__Given task__. All of the material below is to be retyped exactly.

═══ Data extract ═══

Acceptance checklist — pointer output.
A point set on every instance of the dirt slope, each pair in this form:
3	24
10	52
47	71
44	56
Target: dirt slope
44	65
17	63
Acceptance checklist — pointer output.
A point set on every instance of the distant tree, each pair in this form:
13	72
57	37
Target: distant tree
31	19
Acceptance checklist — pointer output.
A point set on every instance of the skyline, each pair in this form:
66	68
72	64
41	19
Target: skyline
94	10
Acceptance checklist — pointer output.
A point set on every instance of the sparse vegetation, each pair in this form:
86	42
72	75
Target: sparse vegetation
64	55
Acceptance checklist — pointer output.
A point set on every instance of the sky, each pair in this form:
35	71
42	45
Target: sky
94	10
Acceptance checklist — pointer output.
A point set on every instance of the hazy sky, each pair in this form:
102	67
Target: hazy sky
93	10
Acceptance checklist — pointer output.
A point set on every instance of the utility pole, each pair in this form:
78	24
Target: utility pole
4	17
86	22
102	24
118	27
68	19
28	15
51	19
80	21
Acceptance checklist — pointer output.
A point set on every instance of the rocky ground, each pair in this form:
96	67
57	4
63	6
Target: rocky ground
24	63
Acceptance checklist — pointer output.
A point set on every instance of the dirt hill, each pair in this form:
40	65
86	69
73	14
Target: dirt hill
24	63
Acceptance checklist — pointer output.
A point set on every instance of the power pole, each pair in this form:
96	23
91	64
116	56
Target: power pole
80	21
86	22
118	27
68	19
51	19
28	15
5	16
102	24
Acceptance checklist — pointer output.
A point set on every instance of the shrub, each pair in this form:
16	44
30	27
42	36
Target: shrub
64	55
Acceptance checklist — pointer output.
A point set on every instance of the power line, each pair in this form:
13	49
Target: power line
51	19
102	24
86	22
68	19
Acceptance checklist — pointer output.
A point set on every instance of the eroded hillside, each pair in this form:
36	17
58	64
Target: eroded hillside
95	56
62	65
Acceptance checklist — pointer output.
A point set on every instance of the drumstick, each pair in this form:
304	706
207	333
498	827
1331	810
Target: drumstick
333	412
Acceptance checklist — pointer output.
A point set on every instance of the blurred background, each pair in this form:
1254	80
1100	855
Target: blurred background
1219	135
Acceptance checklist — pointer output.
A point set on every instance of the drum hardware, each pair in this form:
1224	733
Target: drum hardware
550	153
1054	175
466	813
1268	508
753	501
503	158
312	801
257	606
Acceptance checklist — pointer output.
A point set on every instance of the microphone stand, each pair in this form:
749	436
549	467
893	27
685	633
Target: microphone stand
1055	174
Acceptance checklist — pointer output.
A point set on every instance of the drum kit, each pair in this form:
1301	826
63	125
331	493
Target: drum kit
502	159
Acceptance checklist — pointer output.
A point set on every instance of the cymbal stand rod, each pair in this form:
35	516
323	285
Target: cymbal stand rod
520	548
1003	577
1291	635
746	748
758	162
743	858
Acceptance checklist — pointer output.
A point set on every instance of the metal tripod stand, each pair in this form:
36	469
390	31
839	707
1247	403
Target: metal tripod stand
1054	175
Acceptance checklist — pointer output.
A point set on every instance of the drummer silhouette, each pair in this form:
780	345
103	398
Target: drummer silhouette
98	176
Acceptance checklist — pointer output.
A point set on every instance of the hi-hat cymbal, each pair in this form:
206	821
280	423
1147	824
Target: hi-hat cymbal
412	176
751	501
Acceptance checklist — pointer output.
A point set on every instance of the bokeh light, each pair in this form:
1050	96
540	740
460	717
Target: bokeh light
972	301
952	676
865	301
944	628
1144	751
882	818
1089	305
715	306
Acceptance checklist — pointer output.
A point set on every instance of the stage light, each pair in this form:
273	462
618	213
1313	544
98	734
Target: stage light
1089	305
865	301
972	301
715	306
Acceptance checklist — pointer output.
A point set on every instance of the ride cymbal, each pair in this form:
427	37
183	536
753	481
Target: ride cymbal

═══

__Answer to the task__.
Acceptance checklist — pointer output.
A point set on every instance of the dirt slope, each pair in this form:
3	24
10	52
47	71
44	56
Target: dirt slope
44	65
17	63
Acceptance checklist — pointer output.
A point set on every instance of the distant tree, each pair in this form:
13	72
57	37
Target: distant tree
31	19
Acceptance checklist — pointer output.
A point set on every instance of the skyline, each pair in this form:
66	68
72	64
41	19
Target: skyline
94	10
Acceptance checklist — pointer output.
A point set on every instance of the sparse vegetation, each pair in this form:
86	42
72	75
Target: sparse vegetation
64	55
Acceptance checklist — pointer output.
A point set on every instance of the sky, each pair in this form:
35	71
42	45
Target: sky
94	10
Acceptance checklist — pointer output.
A point set on every instance of the hazy sky, each pair in this form:
102	67
Target: hazy sky
93	10
Acceptance checklist — pointer output.
A point set on every instance of the utility pole, each pair in this form:
78	24
Target: utility pole
4	17
86	22
102	24
118	27
68	19
28	15
51	19
80	21
Acceptance checklist — pointer output.
A point set on every instance of the rocky ground, each pair in this form:
96	67
57	4
63	6
Target: rocky ground
24	63
Acceptance checklist — pointer output.
A point set on every instance of the dirt hill, each pair in this form:
40	65
86	69
73	14
Target: dirt hill
24	63
Acceptance checklist — pointer output.
A point set on every instance of the power pole, each pair in this form:
96	23
91	64
116	56
Target: power pole
80	21
86	22
118	27
68	19
51	19
28	15
5	16
102	24
Acceptance checklist — pointer output.
A point set on every instance of the shrub, each pair in this form:
16	44
30	27
42	36
Target: shrub
64	55
Acceptance checklist — pointer output.
A point set on every instance of the power line, each pair in this form:
13	49
Target: power line
51	19
102	24
86	22
68	19
Acceptance checklist — pointer output.
A point set on every instance of the eroded hillside, each pair in this form:
36	17
58	64
Target: eroded hillside
95	56
62	65
Acceptance checklist — pointer output.
A point set on every instance of the drumstick, each pair in this form:
304	706
207	333
498	827
1331	810
Target: drumstick
333	412
Acceptance checklist — pointer output.
A point set on every instance of the blurred background, each pair in this form:
1254	80
1100	855
Target: blurred background
1219	135
Acceptance checklist — pointer output.
A point set on every instance of the drum hardware, each pair in this form:
1224	733
Target: drum hardware
550	153
1054	175
466	813
1268	508
753	501
503	158
312	801
257	606
Acceptance checklist — pointer output.
A point set on every instance of the microphone stand, each pair in this form:
749	436
549	467
893	27
685	633
Target: microphone stand
1055	174
Acceptance checklist — pointer output.
A point set on every instance of the drum kit, each pair in this form:
1301	826
63	125
331	493
Target: drum kit
502	159
Acceptance checklist — pointer output.
A point set on every instance of the cymbal stand rod, each pair in this form:
35	516
323	285
Target: cymbal stand rod
520	548
1003	577
1291	635
746	748
758	162
743	858
Acceptance checklist — pointer output.
A point set on every instance of the metal tripod stand, each pair in this form:
36	469
390	31
839	707
1247	403
Target: metal tripod stand
1054	175
Acceptance checklist — pointer output.
A point set on every instance of the drummer silhouette, each pair in this form:
780	345
103	398
Target: drummer silhouette
98	176
Acceptance checklist — pointer output.
A point set on every instance of the hi-hat cymbal, each pair in this form:
206	821
280	423
1147	824
Target: hi-hat cymbal
412	176
751	501
Acceptance checklist — pointer output.
A point set on every instance of the bokeh light, each pair in this form:
1050	96
540	740
460	717
Target: bokeh light
972	301
952	676
865	301
944	628
1144	751
882	818
1089	305
715	306
Acceptance checklist — pointer output.
A point set on every instance of the stage light, each pair in this form:
273	462
618	213
1313	544
98	734
Target: stage light
1089	305
865	301
972	301
715	306
Acceptance checklist — pointer output.
A point set on every instance of the ride cymbal, each pair in this form:
427	37
183	536
753	481
Target: ride cymbal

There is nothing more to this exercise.